[Supplied passage]
About 20 minutes later a women came up to me and said, “I know you’re close to that God of yours and thought you should know that both Gloria and her son have aids. She might have to give him up in the next year. Maybe you could pray for them?”

My heart broke.

As is often the case, I went in to a situation seeking to initiate transformation…but in the end, I was the one transformed. My prayer is that we both were.

I also pray that we will all choose to step into the stories of those forgotten by society and affirm the reality of God’s Kingdom come in both word and deed.

What faces do you see everyday that you sense God calling you towards?  What can you learn about their story?  How can you point them to the hope of God’s Kingdom through your words and deeds?

Why God Calls Us To Be Traders

As followers of Jesus, we are called to participate and extend God’s mission in the world. In short, all Christians are called to be missionaries. Maybe not in the traditional “missionary” sense, but we are to be on mission in our workplace, homes, neighborhoods, etc. And, if we are to fully align with God’s mission, we have to call into question other “missions” — reputation, wealth, consumption, corporate ladders, church politics — that may be fighting for our time, energy and allegiance…we have to trade one mission for the mission of God. We are called to be traders.

I struggle with this everyday. Please, enter the struggle with me. When we stop struggling, we have probably agreed to live on a mission counter to God’s.

This video (produced by RightNow.org)  is a brilliant and artful piece that invites us all to become traders.  Check it out…

Travel as Pilgrimage #3: “Are You Another Mean American?”

Sitting at Cafe in Barcelona

It was New Year’s day and the streets of Barcelona, Spain were full of white lights and endless energy. Jan and I slowly strolled down Las Rambles (Barcelona’s most popular street) and took in scene. There is something about being in a different culture that puts you on your heals a little bit. Not knowing the language or cultural norms forces us into a posture of humility and listening. This is the posture that allows us to grow and learn of the vast diversity of God’s Creation. My inherited cultural telescope is so narrow…it is only in looking through another’s that my worldview expands. See my first Travel as Pilgrimage post for more explanation.

As we sat in a street side cafe drinking some tasty Sangria, a gentleman came by our table and asked if we wanted to buy any roses. I quickly declined, as I often do when people try to sell stuff to me unsolicited. But he didn’t leave. Instead, he stood next to our table with a very friendly demeanor about him as if the conversation wasn’t over. I could tell he wasn’t trying to sell us roses anymore; he was looking for some conversation.

Records from a data collection:
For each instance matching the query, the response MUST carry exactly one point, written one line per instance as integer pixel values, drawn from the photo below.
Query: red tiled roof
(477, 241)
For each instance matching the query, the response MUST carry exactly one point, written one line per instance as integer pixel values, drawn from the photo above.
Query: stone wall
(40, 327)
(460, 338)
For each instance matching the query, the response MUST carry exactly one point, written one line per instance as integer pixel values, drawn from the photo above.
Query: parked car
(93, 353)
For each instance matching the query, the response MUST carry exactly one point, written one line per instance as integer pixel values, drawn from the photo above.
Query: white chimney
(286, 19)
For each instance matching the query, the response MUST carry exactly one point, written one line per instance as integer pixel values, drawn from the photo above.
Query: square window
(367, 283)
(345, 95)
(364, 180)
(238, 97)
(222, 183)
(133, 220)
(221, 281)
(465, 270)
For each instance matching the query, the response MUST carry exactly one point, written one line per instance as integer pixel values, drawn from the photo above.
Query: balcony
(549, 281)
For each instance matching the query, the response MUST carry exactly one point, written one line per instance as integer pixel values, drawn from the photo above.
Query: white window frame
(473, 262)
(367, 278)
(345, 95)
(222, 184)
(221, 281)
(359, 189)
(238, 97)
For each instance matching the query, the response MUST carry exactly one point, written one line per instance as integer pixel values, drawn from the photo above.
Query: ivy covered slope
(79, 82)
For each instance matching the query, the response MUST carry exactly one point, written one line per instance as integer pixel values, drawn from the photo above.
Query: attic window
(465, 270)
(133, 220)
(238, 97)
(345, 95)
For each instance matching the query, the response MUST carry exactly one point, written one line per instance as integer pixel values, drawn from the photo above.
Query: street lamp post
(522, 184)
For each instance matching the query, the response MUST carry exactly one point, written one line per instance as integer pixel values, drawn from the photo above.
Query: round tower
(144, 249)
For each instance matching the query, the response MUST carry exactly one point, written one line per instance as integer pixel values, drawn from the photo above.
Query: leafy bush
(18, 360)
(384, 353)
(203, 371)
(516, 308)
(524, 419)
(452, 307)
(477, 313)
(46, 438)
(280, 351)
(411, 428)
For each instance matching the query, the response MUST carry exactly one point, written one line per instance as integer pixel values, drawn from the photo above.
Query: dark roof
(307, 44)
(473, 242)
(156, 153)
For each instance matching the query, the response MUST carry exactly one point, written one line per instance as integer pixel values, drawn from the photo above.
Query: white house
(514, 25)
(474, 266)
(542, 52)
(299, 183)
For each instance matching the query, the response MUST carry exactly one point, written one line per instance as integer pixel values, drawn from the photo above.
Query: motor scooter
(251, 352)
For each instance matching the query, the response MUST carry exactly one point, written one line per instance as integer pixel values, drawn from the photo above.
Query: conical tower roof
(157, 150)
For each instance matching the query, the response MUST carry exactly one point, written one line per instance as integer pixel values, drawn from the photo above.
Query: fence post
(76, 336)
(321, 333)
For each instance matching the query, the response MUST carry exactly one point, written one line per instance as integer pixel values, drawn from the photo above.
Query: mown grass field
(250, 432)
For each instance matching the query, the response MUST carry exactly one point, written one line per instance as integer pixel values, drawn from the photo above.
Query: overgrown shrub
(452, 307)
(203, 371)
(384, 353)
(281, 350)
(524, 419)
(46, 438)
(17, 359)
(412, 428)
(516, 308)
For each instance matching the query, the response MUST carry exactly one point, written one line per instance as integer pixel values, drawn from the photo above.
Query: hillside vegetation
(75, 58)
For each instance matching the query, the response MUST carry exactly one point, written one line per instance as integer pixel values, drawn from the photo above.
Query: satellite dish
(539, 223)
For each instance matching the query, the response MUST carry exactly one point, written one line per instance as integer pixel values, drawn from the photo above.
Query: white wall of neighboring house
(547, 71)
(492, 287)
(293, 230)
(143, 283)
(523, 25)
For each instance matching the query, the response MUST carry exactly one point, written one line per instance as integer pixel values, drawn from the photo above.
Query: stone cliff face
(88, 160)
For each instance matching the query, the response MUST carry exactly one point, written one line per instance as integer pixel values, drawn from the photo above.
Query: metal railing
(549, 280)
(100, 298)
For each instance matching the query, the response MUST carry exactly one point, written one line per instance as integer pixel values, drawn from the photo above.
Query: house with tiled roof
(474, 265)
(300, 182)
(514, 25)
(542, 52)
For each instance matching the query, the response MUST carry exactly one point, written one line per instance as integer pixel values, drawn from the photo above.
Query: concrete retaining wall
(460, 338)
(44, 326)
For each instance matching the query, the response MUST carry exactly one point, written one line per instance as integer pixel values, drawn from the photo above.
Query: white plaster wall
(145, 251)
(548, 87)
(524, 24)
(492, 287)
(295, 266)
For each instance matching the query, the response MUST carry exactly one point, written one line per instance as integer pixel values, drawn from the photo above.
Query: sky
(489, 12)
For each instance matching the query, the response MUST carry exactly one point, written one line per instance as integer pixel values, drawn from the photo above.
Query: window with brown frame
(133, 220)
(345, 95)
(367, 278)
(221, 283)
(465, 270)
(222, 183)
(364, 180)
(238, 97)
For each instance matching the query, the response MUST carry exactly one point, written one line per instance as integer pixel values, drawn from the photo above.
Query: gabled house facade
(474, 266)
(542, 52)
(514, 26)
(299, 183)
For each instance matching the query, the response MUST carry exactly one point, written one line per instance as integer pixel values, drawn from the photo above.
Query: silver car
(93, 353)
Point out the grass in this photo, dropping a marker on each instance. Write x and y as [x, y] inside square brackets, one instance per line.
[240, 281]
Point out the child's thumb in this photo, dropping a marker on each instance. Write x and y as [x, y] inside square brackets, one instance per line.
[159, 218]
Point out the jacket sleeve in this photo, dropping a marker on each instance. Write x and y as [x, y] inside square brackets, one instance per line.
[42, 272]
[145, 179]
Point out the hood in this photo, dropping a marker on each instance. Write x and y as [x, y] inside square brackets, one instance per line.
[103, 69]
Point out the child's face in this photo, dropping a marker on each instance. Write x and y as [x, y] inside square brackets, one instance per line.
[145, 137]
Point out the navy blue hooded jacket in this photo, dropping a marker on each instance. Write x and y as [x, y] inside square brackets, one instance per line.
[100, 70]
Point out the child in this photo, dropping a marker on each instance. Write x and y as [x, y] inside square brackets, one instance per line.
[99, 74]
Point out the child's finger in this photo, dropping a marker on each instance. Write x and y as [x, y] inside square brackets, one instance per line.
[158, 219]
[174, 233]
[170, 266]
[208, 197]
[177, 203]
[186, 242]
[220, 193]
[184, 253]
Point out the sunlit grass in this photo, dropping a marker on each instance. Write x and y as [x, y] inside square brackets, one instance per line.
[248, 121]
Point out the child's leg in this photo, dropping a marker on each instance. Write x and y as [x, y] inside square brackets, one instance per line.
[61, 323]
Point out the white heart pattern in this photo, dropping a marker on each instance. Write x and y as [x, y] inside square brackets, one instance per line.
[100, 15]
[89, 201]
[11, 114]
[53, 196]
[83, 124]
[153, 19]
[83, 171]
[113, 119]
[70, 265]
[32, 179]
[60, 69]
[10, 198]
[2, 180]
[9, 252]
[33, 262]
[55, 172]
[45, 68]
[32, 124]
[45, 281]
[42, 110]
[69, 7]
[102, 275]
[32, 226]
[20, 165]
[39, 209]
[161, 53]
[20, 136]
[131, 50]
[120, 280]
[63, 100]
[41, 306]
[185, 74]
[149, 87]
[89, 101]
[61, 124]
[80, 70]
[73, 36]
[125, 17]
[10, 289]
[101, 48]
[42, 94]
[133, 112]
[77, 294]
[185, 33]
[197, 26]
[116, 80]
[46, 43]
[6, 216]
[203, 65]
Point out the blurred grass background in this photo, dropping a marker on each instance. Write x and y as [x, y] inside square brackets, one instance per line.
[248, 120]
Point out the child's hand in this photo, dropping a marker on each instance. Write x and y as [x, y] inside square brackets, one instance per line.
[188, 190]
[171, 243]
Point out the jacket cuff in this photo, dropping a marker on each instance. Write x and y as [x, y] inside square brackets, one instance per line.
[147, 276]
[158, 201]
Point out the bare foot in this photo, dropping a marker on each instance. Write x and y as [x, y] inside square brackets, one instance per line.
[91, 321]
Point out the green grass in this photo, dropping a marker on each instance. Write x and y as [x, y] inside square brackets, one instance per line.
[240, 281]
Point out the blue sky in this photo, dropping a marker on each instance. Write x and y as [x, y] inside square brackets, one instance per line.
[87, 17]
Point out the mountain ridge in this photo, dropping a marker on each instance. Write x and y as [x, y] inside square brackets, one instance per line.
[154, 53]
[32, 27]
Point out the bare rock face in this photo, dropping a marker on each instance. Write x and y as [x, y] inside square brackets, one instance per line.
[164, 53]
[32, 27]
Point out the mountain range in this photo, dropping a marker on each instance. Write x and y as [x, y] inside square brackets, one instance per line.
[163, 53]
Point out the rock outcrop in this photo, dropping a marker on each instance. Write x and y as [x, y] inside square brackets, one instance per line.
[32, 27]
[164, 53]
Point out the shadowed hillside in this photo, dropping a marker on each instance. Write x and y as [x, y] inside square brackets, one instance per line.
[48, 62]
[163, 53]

[Prompt A]
Answer these questions using the blog excerpt above the records:
(i) What illness does the woman say both Gloria and her son have?
(ii) Who produced the video that the post "Why God Calls Us To Be Traders" recommends?
(iii) On what day did Jan and the writer stroll down Las Rambles?
[Prompt B]
Translate this sentence from the blog excerpt into Spanish: "When we stop struggling, we have probably agreed to live on a mission counter to God's."
[Prompt C]
Write the next part of the blog excerpt's Barcelona café story, starting right after its final sentence.

[Answer section A]
(i) AIDS
(ii) RightNow.org
(iii) New Year's Day

[Answer section B]
Cuando dejamos de luchar, probablemente hemos aceptado vivir una misión contraria a la de Dios.

[Answer section C]
He smiled and asked, “Are you another mean American? Why is the world so mad at you?¨

This obviously caught our attention and I stumbled through some kind of response like, “Well, I’d like to think we aren’t mean.” All the while I knew I had just tried to shoe him away by quickly declining his roses and had barely looked him in the eye. Maybe I was a mean American.

We invited him to sit down with us and offered him a glass of Sangria. With a smile, he declined the Sangria, but accepted the seat. After asking him his story, he told us that he was from Pakistan and had just arrived in Barcelona three weeks earlier. He loved his family and his homeland, but had been forced to escape some violent turmoil and was now trying to make a living selling flowers on the streets of a foreign land.

After asking him why he asked if we were “mean Americans,” he explained the demeaning way he had been treated by other American tourists. I’m sure some of it was cultural misunderstanding and some due to the prejudice we can often adopt against the Middle East. In any case, I hope our new friend experienced something different of Americans that night. After all, our primary role wasn’t to represent America, but God’s Kingdom.

He was a very humble and understanding man with a very different story than our own. Hard to imagine all he has been through. Maybe a bit of irony, but his name was Justice.

Have you had any interactions that called into question your inherited worldview?  Experiences that forced you to realize you may engage others in a way counter to our primary calling as representative of God’s Kingdom?